▸ **Çözülecek alıştırmalar**
1. Derya Alabora röportajına göre aşağıdaki soruları cevaplayınız.
(a) Röportajı kim yapmıştır?
(b) Röportaj hangi yayından alıntılanmıştır?
(c) Derya Alabora'nın düzenleyeceği atölye kaç gün sürecektir?
2. Derya Alabora röportajını, metnin bittiği yerden devam ettirerek yazınız.
------ Belge alıntısı
Başkasını Oynamak İçin Önce Kendinle Karşılaş

Pinterest LinkedIn Tumblr +

[Eyüp Tatlıpınar’ın sanatçı Derya Alabora ile yaptığı röportajı Akşam Pazar ekinden alıntılayarak aktarıyoruz.] Oyuncu olmayı aklından geçirenlere bir haber; Derya Alabora önümüzdeki günlerde üç günlük bir atölye düzenleyecek. Kendisiyle görüşüp sorduk: İyi oyuncu olmak için ne yapmak gerekir? Oyuncular açısından, tiyatro sahneleriyle kamera önünün farkı nedir? Türkiye’deki izleyici ne tür karakterleri karşısında görmekten hoşlanıyor?
------------
------ Verilen kayıtlar
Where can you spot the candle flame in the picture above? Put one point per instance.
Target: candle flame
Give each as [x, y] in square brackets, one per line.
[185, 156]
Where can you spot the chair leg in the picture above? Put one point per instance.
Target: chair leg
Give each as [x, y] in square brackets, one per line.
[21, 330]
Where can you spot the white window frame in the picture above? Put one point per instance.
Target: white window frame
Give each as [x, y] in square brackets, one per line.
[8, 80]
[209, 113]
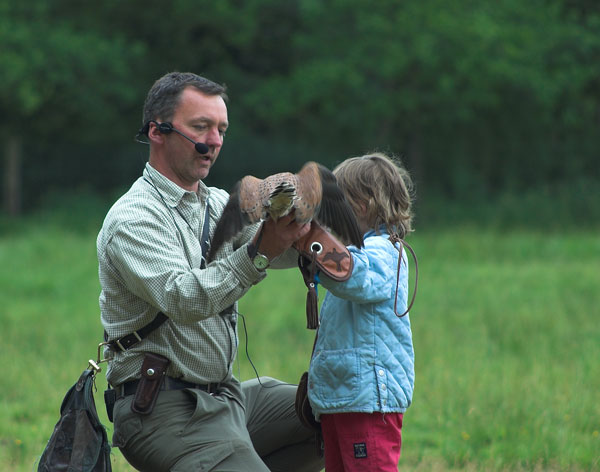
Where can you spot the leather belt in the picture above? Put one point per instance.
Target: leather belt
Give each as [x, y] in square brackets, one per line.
[169, 383]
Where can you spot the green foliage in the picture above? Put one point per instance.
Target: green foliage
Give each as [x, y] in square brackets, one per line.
[504, 326]
[477, 97]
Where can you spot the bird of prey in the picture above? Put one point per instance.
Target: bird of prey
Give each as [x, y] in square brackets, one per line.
[312, 193]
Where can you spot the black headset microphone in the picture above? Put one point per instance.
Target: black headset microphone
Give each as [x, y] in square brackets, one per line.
[167, 128]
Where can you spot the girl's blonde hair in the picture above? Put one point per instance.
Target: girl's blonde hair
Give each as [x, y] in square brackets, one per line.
[379, 184]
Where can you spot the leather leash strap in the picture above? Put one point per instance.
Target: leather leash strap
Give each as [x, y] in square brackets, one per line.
[394, 238]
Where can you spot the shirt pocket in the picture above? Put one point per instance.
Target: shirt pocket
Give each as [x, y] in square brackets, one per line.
[335, 377]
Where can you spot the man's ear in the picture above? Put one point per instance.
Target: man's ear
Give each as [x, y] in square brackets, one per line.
[154, 135]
------------
▸ **Alıştırma cevapları**
1.
(a) Eyüp Tatlıpınar
(b) Akşam Pazar eki
(c) Üç gün

2.
Hem tiyatro sahnelerinde hem kamera karşısında gösterdiği performansla, oyunculuğu herkesçe takdir edilen bir isim Derya Alabora. Konservatuar okuduğu yıllarda sinema oyuncusu olmak aklının ucundan geçmiyormuş; tanınmış bir oyuncu olacağı da… Fakat ‘dönüm noktası’ diyebileceğimiz o günleri hatırlamak güç değil; tiyatro sahnesinden sinemaya adım attığında, Zeki Demirkubuz’un ‘Masumiyet’ filminde oynadığında ödüllere değer bulunmuş ve ismini sık sık duyar olmuştuk. Malum; kendisinin de dediği gibi kamera önü, oyuncuları geniş kitlelerle buluşturmakta oldukça mahir…
Bir süredir oyunculuk atölyelerinde eğitmenlik de yapıyor Alabora. Bugün dizelerde rastladığımız Bergüzar Korel, Hakan Kürtaş, Berk Hakman gibi pek çok oyuncuya eğitim vermiş.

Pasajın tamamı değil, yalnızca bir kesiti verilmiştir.